*** Entries supplied
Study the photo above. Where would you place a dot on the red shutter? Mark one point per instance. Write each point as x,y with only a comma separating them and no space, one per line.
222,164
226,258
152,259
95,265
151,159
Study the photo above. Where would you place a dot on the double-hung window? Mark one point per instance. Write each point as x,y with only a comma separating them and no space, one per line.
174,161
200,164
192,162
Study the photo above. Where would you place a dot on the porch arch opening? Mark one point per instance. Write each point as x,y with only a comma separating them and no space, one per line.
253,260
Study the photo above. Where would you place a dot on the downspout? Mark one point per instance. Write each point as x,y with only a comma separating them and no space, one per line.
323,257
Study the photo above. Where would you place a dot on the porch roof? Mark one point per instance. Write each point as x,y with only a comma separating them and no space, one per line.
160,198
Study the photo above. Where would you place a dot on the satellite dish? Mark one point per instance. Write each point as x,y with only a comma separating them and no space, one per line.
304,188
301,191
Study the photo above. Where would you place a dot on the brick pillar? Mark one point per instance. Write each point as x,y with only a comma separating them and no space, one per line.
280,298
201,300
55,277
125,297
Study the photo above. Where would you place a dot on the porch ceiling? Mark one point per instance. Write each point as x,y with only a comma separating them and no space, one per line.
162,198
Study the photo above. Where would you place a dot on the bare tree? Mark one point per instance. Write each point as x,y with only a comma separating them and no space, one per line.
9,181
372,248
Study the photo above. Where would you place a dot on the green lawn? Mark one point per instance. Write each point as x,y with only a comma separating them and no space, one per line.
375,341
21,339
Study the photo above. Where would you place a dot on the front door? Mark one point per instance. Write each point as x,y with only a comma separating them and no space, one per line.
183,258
******
Print exactly the lines between the line with "the porch arch" and the final line of the records above, both included.

● **Result of the task**
Study the photo above. Where would you place a dot on the porch arch opening? Mark one point per instance. Write each point as x,y with only a comma separating them and no space, one per line.
253,260
Study the photo above. Where would you place a dot on the downspout? Mark one point per instance. Write each point as x,y with only a comma separating them and no space, one per line.
323,257
Study the photo above. Where would you place a dot on the porch roof? Mark one point per instance. Write each point as x,y with only a comma separating them and no space, one per line.
160,198
Study the photo above. Where would you place a dot on the satellite dish? Mark one point per instance. Write each point as x,y with only a comma separating them and no space, one per line.
304,188
301,191
Study the photo above. Where would you place a dot on the brick pillar? Mark one point per instance. Write each point as x,y with only a comma separating them and no space, one per line.
280,298
201,300
55,277
125,297
Study the photo above. Where would you place a dot on the porch ceiling? Mark one point per instance. Write each point as x,y with only a comma separating them and no space, one per line.
162,198
Study the photo above. Where would you place a dot on the bare tree? Mark one point per instance. Write each point as x,y with only a comma separating them and no space, one per line.
9,181
372,248
Study the photo above. Where would you place a dot on the green lawn? Mark one point per instance. Write each point as x,y with only a comma separating them and no space, one per line.
375,341
21,339
Study the photo above. Where would you place a dot on the front door? Mark one point per instance. Write each point as x,y with only a comma separating them and no space, one per line.
183,258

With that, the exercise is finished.